** EXERCISE OBJECTIVE **
Transcribe only the lines between the first line of the records and the line containing "of the crowd", inclusive, exactly as written.

[Opening THE DATA section]

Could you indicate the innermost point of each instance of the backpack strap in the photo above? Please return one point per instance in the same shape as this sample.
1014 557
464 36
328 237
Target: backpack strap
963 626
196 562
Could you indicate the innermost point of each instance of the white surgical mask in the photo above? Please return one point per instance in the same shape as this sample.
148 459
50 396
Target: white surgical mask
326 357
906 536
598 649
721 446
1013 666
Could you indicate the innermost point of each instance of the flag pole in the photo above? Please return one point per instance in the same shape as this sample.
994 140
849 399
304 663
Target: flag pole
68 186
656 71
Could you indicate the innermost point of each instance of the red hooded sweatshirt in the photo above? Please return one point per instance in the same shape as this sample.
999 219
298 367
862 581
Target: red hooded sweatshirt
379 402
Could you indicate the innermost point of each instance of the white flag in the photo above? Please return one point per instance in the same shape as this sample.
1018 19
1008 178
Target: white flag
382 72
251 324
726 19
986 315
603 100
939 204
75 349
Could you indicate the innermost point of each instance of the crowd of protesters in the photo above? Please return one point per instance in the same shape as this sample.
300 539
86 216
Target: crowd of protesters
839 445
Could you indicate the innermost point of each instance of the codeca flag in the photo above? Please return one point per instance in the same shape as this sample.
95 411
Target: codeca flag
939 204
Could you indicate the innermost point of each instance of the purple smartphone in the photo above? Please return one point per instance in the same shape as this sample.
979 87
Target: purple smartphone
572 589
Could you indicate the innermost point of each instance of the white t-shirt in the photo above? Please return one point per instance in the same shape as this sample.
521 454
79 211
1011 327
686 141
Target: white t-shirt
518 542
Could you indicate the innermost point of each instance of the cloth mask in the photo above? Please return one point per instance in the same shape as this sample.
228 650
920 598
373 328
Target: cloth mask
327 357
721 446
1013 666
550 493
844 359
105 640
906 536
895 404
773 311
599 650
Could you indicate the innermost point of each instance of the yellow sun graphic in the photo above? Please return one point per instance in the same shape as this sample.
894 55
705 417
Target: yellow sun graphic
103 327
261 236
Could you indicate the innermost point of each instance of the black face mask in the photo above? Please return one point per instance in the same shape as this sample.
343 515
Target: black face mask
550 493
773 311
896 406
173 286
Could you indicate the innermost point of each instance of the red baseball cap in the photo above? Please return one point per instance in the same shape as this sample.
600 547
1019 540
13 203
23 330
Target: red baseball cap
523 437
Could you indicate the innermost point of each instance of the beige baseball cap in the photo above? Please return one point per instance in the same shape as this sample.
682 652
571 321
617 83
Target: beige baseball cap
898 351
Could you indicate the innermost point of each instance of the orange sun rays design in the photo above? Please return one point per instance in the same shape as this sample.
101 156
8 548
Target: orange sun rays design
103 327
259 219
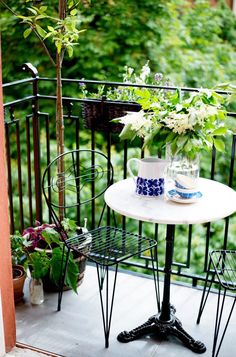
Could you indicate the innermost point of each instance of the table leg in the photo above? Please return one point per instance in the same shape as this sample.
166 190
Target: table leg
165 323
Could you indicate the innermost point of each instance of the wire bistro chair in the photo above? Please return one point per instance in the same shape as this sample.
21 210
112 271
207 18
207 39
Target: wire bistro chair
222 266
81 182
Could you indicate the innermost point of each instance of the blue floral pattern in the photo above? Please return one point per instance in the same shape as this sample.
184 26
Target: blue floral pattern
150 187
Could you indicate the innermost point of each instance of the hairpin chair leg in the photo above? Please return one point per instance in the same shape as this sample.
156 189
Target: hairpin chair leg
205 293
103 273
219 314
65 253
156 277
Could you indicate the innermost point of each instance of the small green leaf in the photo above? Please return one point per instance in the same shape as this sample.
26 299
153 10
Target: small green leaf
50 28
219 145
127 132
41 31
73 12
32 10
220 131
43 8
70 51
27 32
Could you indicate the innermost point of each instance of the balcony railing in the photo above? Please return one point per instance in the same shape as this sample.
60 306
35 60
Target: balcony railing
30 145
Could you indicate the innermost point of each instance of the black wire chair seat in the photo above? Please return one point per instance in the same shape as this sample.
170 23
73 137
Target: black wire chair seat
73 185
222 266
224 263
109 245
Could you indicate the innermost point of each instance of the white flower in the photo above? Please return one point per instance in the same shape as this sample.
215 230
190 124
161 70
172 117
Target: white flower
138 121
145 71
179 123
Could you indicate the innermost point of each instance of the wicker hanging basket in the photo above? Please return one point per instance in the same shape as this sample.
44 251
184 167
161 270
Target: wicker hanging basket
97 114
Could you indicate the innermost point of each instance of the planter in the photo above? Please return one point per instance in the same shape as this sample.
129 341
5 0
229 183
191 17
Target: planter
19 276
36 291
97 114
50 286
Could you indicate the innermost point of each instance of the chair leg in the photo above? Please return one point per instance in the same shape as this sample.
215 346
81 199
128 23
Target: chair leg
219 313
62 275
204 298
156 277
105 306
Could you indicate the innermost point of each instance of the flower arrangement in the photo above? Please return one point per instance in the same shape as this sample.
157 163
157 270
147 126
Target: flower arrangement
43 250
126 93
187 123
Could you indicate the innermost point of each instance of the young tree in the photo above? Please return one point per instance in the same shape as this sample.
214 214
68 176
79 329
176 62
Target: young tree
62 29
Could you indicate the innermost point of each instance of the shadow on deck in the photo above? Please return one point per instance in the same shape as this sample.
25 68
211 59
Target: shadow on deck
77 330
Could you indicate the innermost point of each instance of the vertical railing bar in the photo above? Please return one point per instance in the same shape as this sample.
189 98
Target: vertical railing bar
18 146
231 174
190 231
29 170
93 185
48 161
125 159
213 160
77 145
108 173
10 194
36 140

[Closing THE DATA section]

** RESPONSE **
Could you indicate the innermost point of each instance of the backpack strap in the photo above? Please return one point per instance in the same shape as this sample.
1014 557
464 36
328 237
Target: backpack strap
963 626
196 562
Could you indicate the innermost point of each instance of the white surgical mask in the photo above? Please return one point per instance in the same shape as this sample.
148 459
50 396
Target: white surgical mask
326 357
906 536
598 649
721 446
1013 666
Could you indicate the innermost point of each instance of the flag pole in the photo above? Please return one point per instance in the same shape as this sample.
994 140
849 399
304 663
Target: flag pole
68 186
656 71
Could you indicate the innermost point of each instance of the red hooded sweatshirt in the photo above? Please return one point per instance in the same shape as this sample.
999 219
298 367
862 581
Target: red hooded sweatshirt
379 402
Could you indicate the innermost point of each instance of the white flag in the photo above? Please return one point per instance in the same shape as this sample.
1018 19
1008 178
Target: white flag
382 72
251 324
726 19
986 315
603 100
939 204
75 349
Could you indicate the innermost point of each instance of the crowd of protesters in the photo above? Please return one point per instance in the same shape as this sample.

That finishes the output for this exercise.